***** Text *****
Other works are inspired by works with intent to mock them. Buffy the Vampire Slayer was mocking high school horror genres, with the titular character being the brainless blonde cheerleader, gossip, and fashionista that typically was the first to die in a horror film. The opening scene of episode one is a masterpiece of showing what the show was all about... the set up was straight from the "have sex get caught by the monster" trope widely mocked in the genre... but by the scene's end you should know this show will zig where you think it will zag. Other shows like "The Orville" and the film "Galaxy Quest" are parodies of beloved works (Both are obviously Star Trek) but they draw their humor out of respect for what Star Trek is, not out of disrespect. "The Orville" notably aired close to the start of Star Trek Discovery and had a large number of Trek fans declare "The Orville" better Star Trek than Actual Star Trek. "Galaxy Quest" was more a loving send up to Trekies and their obsessions with the series, but points out that despite the behind the scenes drama, the people who worked on the show deserve the praise given to them by the fans for making something that was so beloved by them and most aren't trying to give the fandom a bad name.


Two things are important to keep in mind. First, don't be ashamed of your 'Fifty Shades of Gray' meets 'Close Encounters of the Third kind' fiction. Let your freak flag fly

Second, it wouldn't be properly called a writing style as it would be called a method of creating a new story. And, it is a very common approach. And, not just for mockbusters like 'Battle between the Stars' is to Star Wars.
***** Records shown *****
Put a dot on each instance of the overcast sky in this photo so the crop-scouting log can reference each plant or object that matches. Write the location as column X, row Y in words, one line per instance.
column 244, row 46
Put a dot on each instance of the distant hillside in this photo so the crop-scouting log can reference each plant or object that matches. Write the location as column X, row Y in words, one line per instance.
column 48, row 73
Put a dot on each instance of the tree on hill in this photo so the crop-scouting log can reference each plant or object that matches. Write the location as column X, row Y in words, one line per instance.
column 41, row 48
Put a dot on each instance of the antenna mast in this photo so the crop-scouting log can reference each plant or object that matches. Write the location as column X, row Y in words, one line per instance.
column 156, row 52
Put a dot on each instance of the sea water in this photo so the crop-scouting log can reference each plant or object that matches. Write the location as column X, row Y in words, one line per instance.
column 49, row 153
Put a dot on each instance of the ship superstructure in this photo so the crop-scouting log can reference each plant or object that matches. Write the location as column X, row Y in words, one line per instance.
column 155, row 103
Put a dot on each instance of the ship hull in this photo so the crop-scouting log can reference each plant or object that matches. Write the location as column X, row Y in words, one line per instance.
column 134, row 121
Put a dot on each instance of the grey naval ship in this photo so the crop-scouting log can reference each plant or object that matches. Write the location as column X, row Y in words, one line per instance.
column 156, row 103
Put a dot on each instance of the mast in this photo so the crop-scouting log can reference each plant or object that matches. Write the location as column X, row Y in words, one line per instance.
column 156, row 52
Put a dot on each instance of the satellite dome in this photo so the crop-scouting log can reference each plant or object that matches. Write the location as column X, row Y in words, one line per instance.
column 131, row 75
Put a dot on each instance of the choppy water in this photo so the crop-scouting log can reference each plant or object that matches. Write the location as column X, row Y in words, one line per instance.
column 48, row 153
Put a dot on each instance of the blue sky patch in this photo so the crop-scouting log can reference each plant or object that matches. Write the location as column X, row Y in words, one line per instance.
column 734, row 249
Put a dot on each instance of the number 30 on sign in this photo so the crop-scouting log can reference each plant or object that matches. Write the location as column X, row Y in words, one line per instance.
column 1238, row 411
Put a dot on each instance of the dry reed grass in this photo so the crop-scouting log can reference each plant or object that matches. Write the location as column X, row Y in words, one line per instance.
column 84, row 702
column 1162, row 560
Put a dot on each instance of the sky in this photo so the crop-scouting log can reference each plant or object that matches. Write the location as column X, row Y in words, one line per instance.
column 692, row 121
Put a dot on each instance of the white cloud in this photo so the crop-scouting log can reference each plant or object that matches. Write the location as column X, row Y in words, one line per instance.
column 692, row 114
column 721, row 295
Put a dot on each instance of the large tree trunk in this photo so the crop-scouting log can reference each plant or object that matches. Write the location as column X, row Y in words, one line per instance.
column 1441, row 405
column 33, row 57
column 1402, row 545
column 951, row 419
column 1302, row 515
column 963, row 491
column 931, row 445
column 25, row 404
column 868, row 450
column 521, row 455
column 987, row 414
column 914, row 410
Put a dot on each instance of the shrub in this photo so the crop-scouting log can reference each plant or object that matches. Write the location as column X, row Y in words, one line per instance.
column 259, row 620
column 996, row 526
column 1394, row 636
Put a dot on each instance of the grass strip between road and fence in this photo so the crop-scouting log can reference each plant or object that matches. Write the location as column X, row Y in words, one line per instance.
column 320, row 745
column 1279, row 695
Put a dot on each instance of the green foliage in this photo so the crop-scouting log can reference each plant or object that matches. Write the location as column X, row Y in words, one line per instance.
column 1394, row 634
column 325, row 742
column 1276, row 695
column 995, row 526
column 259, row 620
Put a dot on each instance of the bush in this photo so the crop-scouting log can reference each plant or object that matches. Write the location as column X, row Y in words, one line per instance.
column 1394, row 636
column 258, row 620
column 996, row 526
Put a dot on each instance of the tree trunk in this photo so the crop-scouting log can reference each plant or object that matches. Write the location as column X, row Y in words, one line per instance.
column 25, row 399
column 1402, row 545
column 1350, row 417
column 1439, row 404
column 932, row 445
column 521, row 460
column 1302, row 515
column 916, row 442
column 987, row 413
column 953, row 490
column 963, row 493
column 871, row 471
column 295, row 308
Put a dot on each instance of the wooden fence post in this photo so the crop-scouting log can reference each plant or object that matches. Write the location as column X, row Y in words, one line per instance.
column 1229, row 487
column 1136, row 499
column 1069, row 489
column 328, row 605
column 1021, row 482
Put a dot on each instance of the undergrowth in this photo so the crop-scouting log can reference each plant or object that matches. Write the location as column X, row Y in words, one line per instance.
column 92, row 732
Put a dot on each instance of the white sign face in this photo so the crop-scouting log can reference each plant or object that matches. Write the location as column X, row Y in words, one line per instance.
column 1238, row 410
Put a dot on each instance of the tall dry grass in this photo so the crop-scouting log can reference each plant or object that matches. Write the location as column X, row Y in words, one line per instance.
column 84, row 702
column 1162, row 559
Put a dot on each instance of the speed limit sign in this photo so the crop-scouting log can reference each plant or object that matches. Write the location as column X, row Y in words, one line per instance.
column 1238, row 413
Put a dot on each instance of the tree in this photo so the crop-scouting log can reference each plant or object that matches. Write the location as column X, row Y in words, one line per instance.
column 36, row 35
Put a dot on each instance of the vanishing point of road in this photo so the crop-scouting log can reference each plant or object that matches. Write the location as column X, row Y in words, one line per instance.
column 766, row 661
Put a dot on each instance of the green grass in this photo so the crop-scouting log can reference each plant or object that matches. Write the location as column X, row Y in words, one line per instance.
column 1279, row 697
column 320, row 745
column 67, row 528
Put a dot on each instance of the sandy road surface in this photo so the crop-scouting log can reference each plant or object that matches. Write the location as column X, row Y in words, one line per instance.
*****
### Your tasks
a: Rewrite the passage on works inspired by other works from "Two things are" to "to Star Wars.", putting "practice" in place of "approach".
b: Answer these questions from the passage on works inspired by other works:
(i) Which show did "The Orville" air close to the start of?
(ii) What kind of character is the title character of Buffy the Vampire Slayer said to be?
(iii) What film is given as a mockbuster of Star Wars?
c: Decide whether each statement agrees with the passage on works inspired by other works. Answer yes or no, and quote the words that decide it.
(i) "The Orville" and "Galaxy Quest" draw their humor from disrespect for Star Trek.
(ii) Creating a new story this way is described as a very common approach.
(iii) The opening scene of Buffy's first episode is called a masterpiece.

### Solutions by task
a:
Two things are important to keep in mind. First, don't be ashamed of your 'Fifty Shades of Gray' meets 'Close Encounters of the Third kind' fiction. Let your freak flag fly

Second, it wouldn't be properly called a writing style as it would be called a method of creating a new story. And, it is a very common practice. And, not just for mockbusters like 'Battle between the Stars' is to Star Wars.

b:
(i) Star Trek Discovery.
(ii) The brainless blonde cheerleader, gossip, and fashionista who typically was the first to die in a horror film.
(iii) 'Battle between the Stars'.

c:
(i) No: "they draw their humor out of respect for what Star Trek is, not out of disrespect."
(ii) Yes: "And, it is a very common approach."
(iii) Yes: "The opening scene of episode one is a masterpiece of showing what the show was all about"